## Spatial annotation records
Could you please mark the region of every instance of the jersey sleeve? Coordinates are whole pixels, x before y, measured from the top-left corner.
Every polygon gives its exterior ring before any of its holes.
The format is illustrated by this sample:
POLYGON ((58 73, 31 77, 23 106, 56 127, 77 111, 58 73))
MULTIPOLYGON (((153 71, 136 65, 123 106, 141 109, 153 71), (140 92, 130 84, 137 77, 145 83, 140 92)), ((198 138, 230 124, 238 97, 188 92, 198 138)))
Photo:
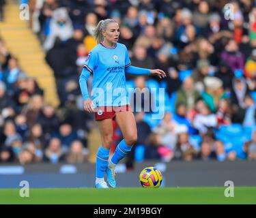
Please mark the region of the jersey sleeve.
POLYGON ((86 68, 91 74, 94 73, 94 70, 98 64, 98 55, 97 53, 91 51, 85 62, 83 65, 84 68, 86 68))
POLYGON ((129 57, 129 52, 127 50, 126 46, 124 46, 125 48, 125 67, 129 67, 131 63, 130 63, 130 60, 129 57))

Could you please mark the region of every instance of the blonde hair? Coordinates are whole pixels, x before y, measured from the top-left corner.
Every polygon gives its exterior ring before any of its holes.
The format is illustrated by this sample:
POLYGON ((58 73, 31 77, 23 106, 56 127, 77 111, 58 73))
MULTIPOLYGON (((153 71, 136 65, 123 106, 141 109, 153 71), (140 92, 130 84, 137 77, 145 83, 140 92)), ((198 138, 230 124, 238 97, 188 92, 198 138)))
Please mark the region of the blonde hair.
POLYGON ((106 29, 106 26, 111 22, 117 22, 114 19, 105 19, 100 20, 94 30, 94 37, 98 44, 104 40, 102 30, 106 29))

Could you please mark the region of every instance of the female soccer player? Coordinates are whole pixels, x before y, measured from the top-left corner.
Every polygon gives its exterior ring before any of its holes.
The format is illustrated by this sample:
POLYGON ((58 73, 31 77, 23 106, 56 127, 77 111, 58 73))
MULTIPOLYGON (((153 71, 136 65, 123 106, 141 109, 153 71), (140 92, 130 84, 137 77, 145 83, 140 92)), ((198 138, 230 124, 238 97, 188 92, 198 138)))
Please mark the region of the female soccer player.
POLYGON ((149 69, 131 66, 125 45, 117 43, 119 27, 113 19, 100 20, 95 30, 98 45, 89 52, 79 78, 84 99, 85 110, 94 112, 101 135, 102 145, 96 156, 96 188, 109 188, 104 179, 106 172, 107 182, 115 187, 116 164, 130 151, 137 138, 136 122, 130 109, 126 91, 125 73, 166 76, 159 69, 149 69), (87 81, 93 75, 91 99, 88 94, 87 81), (109 161, 112 145, 115 119, 124 136, 109 161))

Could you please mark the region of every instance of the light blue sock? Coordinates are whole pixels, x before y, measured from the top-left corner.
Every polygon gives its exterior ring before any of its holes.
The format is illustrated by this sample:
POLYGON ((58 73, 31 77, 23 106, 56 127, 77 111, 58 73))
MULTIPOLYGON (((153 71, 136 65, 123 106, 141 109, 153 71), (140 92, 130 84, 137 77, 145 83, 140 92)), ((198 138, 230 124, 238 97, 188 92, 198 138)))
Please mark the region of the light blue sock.
POLYGON ((96 155, 96 177, 104 178, 108 167, 109 150, 100 146, 96 155))
POLYGON ((123 139, 117 146, 115 153, 111 158, 112 163, 117 164, 132 150, 132 146, 128 145, 123 139))

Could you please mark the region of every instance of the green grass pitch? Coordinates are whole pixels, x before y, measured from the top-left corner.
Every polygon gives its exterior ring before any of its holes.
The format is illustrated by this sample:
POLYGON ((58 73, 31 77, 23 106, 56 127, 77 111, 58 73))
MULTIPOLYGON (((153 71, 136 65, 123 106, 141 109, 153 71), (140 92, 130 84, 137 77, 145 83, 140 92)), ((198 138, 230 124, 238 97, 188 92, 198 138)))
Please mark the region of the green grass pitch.
POLYGON ((256 187, 235 187, 233 198, 225 197, 225 188, 30 189, 29 198, 18 189, 0 189, 0 204, 256 204, 256 187))

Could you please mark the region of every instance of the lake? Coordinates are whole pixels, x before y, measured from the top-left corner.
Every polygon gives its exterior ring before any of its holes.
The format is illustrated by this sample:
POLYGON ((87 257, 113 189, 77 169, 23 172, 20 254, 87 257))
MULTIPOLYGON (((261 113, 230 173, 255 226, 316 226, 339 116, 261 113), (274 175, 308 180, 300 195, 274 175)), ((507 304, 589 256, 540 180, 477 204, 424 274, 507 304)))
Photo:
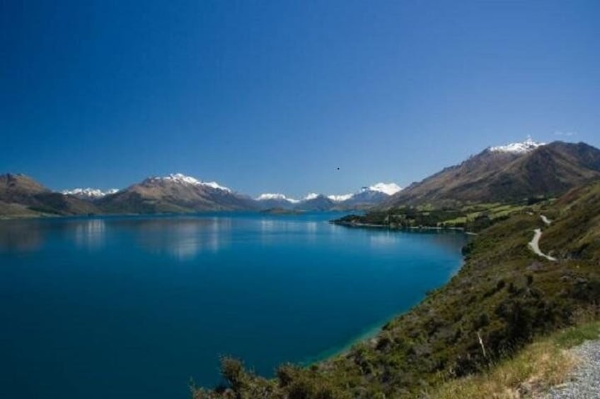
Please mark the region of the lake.
POLYGON ((0 220, 0 396, 188 398, 219 357, 272 376, 338 352, 444 284, 464 234, 341 214, 0 220))

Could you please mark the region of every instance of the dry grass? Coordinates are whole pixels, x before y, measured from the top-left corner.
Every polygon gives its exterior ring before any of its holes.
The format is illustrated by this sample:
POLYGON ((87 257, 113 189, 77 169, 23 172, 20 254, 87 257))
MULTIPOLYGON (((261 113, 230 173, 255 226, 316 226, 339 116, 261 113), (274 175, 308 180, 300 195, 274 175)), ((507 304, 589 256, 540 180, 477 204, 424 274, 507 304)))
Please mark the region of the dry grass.
POLYGON ((576 359, 553 340, 531 344, 484 374, 442 384, 427 398, 516 399, 565 382, 576 359))
POLYGON ((485 373, 450 380, 425 396, 431 399, 536 398, 549 387, 567 381, 577 362, 569 348, 600 337, 597 309, 592 310, 580 315, 579 326, 528 345, 485 373))

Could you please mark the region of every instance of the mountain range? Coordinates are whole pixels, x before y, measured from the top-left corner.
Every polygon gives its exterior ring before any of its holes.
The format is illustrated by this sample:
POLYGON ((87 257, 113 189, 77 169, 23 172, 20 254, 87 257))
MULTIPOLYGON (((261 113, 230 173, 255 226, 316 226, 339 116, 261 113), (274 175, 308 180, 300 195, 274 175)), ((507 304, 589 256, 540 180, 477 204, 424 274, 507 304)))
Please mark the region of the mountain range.
POLYGON ((600 150, 584 143, 527 140, 490 147, 460 164, 413 183, 380 208, 504 203, 558 196, 600 179, 600 150))
POLYGON ((489 147, 404 189, 394 183, 379 183, 354 193, 311 193, 301 200, 281 193, 252 198, 215 181, 181 174, 149 177, 106 192, 94 189, 54 192, 25 175, 6 174, 0 175, 0 216, 445 207, 557 196, 599 179, 597 148, 584 143, 544 144, 528 139, 489 147))
POLYGON ((0 176, 0 216, 43 214, 163 213, 261 210, 271 208, 332 210, 367 208, 400 189, 380 183, 344 196, 309 194, 302 200, 283 194, 257 198, 235 192, 216 181, 202 181, 182 174, 149 177, 122 190, 75 189, 53 192, 23 174, 0 176))

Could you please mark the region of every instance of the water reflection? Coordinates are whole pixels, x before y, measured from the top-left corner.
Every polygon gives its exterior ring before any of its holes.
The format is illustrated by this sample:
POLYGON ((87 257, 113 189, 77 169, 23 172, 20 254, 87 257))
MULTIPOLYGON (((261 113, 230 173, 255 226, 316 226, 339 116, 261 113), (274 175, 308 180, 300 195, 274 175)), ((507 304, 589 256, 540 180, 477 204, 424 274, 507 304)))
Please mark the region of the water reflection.
MULTIPOLYGON (((132 222, 132 221, 130 221, 132 222)), ((229 245, 231 229, 229 218, 154 219, 133 221, 129 226, 136 241, 152 254, 191 259, 203 251, 217 252, 229 245)))
POLYGON ((42 246, 44 234, 28 220, 0 221, 0 252, 29 252, 42 246))
MULTIPOLYGON (((78 220, 74 223, 75 244, 80 248, 99 249, 106 242, 106 224, 102 219, 78 220)), ((70 235, 71 232, 68 232, 70 235)))

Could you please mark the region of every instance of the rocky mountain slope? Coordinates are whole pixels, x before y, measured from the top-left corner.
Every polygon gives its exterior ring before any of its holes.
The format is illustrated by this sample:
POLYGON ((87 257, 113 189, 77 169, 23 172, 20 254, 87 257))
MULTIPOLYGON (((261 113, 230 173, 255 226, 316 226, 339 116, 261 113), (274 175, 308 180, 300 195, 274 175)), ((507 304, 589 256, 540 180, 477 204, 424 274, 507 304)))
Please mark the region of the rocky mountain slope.
POLYGON ((490 147, 392 196, 382 205, 452 205, 555 196, 600 177, 600 150, 531 141, 490 147))
POLYGON ((214 181, 204 182, 180 174, 150 177, 99 199, 108 213, 186 213, 258 209, 250 197, 214 181))
POLYGON ((227 385, 195 389, 192 397, 420 398, 453 379, 485 373, 536 337, 582 315, 598 317, 599 208, 596 181, 498 220, 473 236, 448 284, 376 337, 310 367, 282 364, 275 379, 226 357, 227 385), (541 249, 555 261, 529 247, 537 229, 541 249))
POLYGON ((98 210, 89 202, 54 193, 24 174, 0 175, 0 215, 85 215, 98 210))

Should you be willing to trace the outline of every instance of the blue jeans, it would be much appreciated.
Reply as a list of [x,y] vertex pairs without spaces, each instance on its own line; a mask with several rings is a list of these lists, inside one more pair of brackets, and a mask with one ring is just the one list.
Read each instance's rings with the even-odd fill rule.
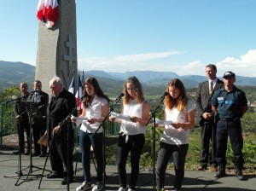
[[233,163],[236,167],[242,168],[244,159],[242,154],[243,139],[241,135],[241,121],[218,120],[217,124],[217,153],[216,161],[219,165],[225,166],[226,151],[228,145],[228,136],[230,137],[231,148],[233,150]]
[[166,171],[171,156],[172,156],[175,171],[174,189],[180,190],[184,178],[184,167],[188,149],[189,144],[172,145],[160,142],[156,167],[156,184],[158,189],[164,188]]
[[82,152],[82,165],[84,170],[84,178],[86,182],[90,182],[90,146],[94,149],[95,158],[97,163],[97,181],[103,180],[103,152],[102,152],[103,133],[85,133],[80,131],[79,141]]
[[135,188],[139,175],[139,163],[144,142],[144,134],[129,136],[127,143],[125,142],[125,136],[119,135],[117,150],[117,166],[121,187],[126,188],[125,165],[128,154],[131,151],[131,172],[129,188],[131,189]]

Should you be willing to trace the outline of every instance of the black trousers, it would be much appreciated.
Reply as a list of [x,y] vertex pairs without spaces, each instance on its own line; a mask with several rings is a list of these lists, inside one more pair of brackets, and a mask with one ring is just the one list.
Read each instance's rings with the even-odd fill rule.
[[171,159],[173,158],[174,162],[174,189],[180,190],[183,178],[186,155],[189,149],[189,144],[172,145],[160,142],[160,148],[158,152],[157,167],[156,167],[156,185],[157,189],[164,188],[166,171]]
[[[62,127],[63,128],[63,127]],[[67,128],[67,127],[65,127]],[[65,129],[62,129],[62,130]],[[65,130],[66,131],[66,130]],[[67,175],[69,169],[69,177],[73,176],[73,131],[69,130],[69,140],[67,147],[67,132],[61,131],[59,135],[55,135],[49,148],[49,159],[51,169],[54,173],[59,175]],[[68,150],[67,150],[68,148]],[[67,167],[68,166],[68,167]]]
[[27,143],[27,149],[30,148],[30,126],[29,124],[27,123],[20,123],[17,124],[17,128],[18,128],[18,136],[20,138],[20,151],[24,151],[25,148],[25,137],[24,137],[24,130],[26,131],[26,143]]
[[201,130],[200,165],[206,168],[209,162],[212,166],[218,166],[215,155],[216,124],[213,122],[205,122]]
[[39,153],[40,151],[46,153],[47,148],[38,143],[38,141],[45,133],[46,123],[42,122],[41,124],[32,124],[32,127],[33,141],[35,146],[35,153]]
[[126,160],[131,152],[131,180],[129,188],[135,188],[137,177],[139,175],[139,162],[141,153],[145,143],[145,136],[143,134],[129,136],[128,142],[125,142],[126,136],[119,135],[118,150],[117,150],[117,165],[121,187],[126,188]]
[[244,159],[242,154],[243,139],[241,134],[241,121],[218,120],[217,124],[217,153],[216,161],[219,165],[225,165],[226,151],[230,137],[233,151],[233,163],[236,167],[242,168]]

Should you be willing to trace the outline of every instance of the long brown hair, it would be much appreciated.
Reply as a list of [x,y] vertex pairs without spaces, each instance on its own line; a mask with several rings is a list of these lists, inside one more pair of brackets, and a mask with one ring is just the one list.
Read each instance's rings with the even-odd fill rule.
[[132,77],[130,77],[124,84],[123,93],[125,94],[125,96],[124,96],[124,99],[123,99],[123,103],[127,104],[131,98],[131,96],[128,93],[127,89],[126,89],[126,84],[128,83],[131,83],[137,89],[136,101],[138,103],[143,102],[143,101],[144,100],[144,95],[143,95],[142,84],[141,84],[140,81],[135,76],[132,76]]
[[[170,86],[174,86],[180,90],[180,94],[177,99],[173,99],[173,97],[171,96],[169,93]],[[172,79],[169,82],[166,91],[168,93],[168,96],[166,96],[164,102],[166,108],[172,109],[174,106],[176,106],[178,111],[183,111],[187,104],[187,96],[184,85],[182,81],[177,78]]]
[[[99,97],[105,98],[108,101],[108,102],[109,103],[109,101],[110,101],[109,98],[103,93],[96,78],[95,78],[94,77],[90,77],[90,78],[86,78],[84,81],[84,87],[87,84],[91,84],[94,88],[95,94]],[[88,103],[89,103],[90,98],[91,98],[91,96],[88,95],[85,88],[84,88],[84,98],[83,98],[82,101],[84,102],[84,105],[85,106],[86,108],[89,106]]]

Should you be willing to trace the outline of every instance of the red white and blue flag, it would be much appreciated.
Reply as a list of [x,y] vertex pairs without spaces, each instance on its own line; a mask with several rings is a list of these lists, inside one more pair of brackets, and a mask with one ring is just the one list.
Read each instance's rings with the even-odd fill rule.
[[39,0],[38,19],[47,28],[51,28],[59,19],[59,3],[57,0]]
[[75,79],[74,79],[74,75],[72,77],[72,80],[68,88],[68,91],[73,93],[74,95],[75,92]]
[[77,109],[79,113],[81,113],[82,109],[83,109],[82,102],[80,101],[82,96],[83,96],[83,85],[82,85],[82,82],[80,79],[80,75],[79,73],[79,88],[78,88],[75,97],[77,100]]

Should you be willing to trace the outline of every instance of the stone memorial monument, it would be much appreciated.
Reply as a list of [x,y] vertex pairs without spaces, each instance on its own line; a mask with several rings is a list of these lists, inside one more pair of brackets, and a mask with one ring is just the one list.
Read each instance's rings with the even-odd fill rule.
[[[44,4],[40,5],[40,2]],[[49,9],[57,13],[57,18],[52,19],[46,14],[49,5],[45,2],[47,0],[39,1],[38,6],[39,26],[35,78],[40,80],[44,90],[51,95],[49,82],[54,76],[59,76],[67,90],[73,72],[78,72],[76,3],[75,0],[51,1],[55,4]],[[45,16],[38,16],[39,11]]]

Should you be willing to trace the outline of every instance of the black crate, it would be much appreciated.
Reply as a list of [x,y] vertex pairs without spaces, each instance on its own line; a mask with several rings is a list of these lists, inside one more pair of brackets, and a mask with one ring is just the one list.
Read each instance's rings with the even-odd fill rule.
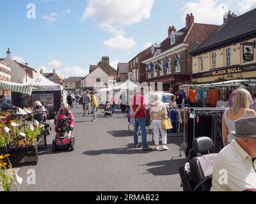
[[37,149],[44,149],[47,147],[47,135],[45,133],[41,134],[37,138]]
[[9,154],[12,167],[36,165],[38,162],[36,145],[10,149]]

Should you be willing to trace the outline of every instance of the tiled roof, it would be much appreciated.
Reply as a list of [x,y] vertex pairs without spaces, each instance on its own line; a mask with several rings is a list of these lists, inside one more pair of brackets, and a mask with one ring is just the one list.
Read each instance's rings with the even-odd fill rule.
[[58,80],[63,80],[65,78],[63,78],[62,76],[60,76],[57,73],[43,73],[43,76],[47,78],[48,78],[49,80],[54,80],[54,81],[58,81]]
[[127,74],[129,72],[128,63],[118,63],[117,66],[118,74]]
[[66,78],[64,82],[81,82],[83,77],[81,76],[70,76]]
[[96,70],[97,68],[100,68],[104,72],[105,72],[108,75],[116,75],[116,70],[115,69],[111,66],[104,66],[100,65],[90,65],[90,73]]
[[224,23],[191,54],[241,41],[248,35],[256,36],[256,9]]
[[202,42],[219,29],[220,26],[204,24],[195,24],[188,33],[185,43]]
[[[209,25],[204,24],[194,23],[188,27],[184,27],[178,31],[179,33],[183,33],[178,39],[176,40],[173,45],[171,45],[171,40],[170,38],[166,38],[161,43],[161,52],[164,52],[170,48],[176,47],[182,43],[189,42],[202,42],[207,37],[212,34],[216,30],[220,27],[219,26]],[[148,54],[145,59],[151,58],[154,56],[151,53]]]

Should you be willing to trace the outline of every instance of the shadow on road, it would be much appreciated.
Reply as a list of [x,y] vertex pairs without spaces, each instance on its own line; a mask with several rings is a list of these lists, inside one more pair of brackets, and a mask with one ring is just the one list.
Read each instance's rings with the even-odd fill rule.
[[129,130],[118,130],[108,131],[109,134],[115,137],[131,136],[133,136],[133,132]]
[[143,151],[142,148],[135,149],[134,144],[129,144],[126,147],[103,149],[99,150],[85,151],[83,154],[88,156],[99,156],[102,154],[148,154],[152,151]]
[[179,173],[179,167],[184,166],[188,162],[188,159],[179,159],[175,160],[166,160],[151,162],[147,164],[147,166],[156,166],[147,170],[148,173],[152,173],[155,176],[159,175],[172,175]]

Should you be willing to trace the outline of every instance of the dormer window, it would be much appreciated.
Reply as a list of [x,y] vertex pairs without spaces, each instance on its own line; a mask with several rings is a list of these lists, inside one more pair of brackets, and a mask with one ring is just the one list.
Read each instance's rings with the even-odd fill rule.
[[173,45],[175,43],[175,36],[172,36],[171,37],[171,45]]
[[154,55],[155,54],[155,48],[154,46],[151,47],[152,54]]

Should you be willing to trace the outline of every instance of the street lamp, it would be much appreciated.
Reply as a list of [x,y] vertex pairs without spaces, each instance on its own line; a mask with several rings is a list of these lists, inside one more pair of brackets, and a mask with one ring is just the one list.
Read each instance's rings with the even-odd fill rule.
[[28,63],[25,63],[26,65],[26,83],[28,82]]

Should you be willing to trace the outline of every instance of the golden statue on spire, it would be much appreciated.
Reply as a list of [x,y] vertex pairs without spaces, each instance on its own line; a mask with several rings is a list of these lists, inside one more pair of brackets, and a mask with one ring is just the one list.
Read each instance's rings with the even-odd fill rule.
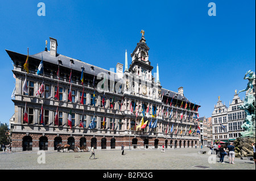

## Task
Copy out the data lines word for word, beginning with the line that contains "rocky mountain slope?" and ending after the line that contains "Please mark the region of the rocky".

## Correct response
Could you please mark the region of every instance of the rocky mountain slope? Coordinates are whole pixels, x before y, measured from the top-left corner.
Every polygon gives its exterior ring before any of its holes.
The format is illustrated by this sample:
POLYGON ((87 257, 113 189, 77 169, 23 172, 20 254, 87 257))
MULTIPOLYGON (((261 113, 230 173, 255 226, 316 226, 339 116, 261 113), (274 175, 308 180, 300 195, 274 175)), ((507 304, 589 256, 540 180, 477 204, 424 274, 507 304)))
Please mark the region of the rocky mountain slope.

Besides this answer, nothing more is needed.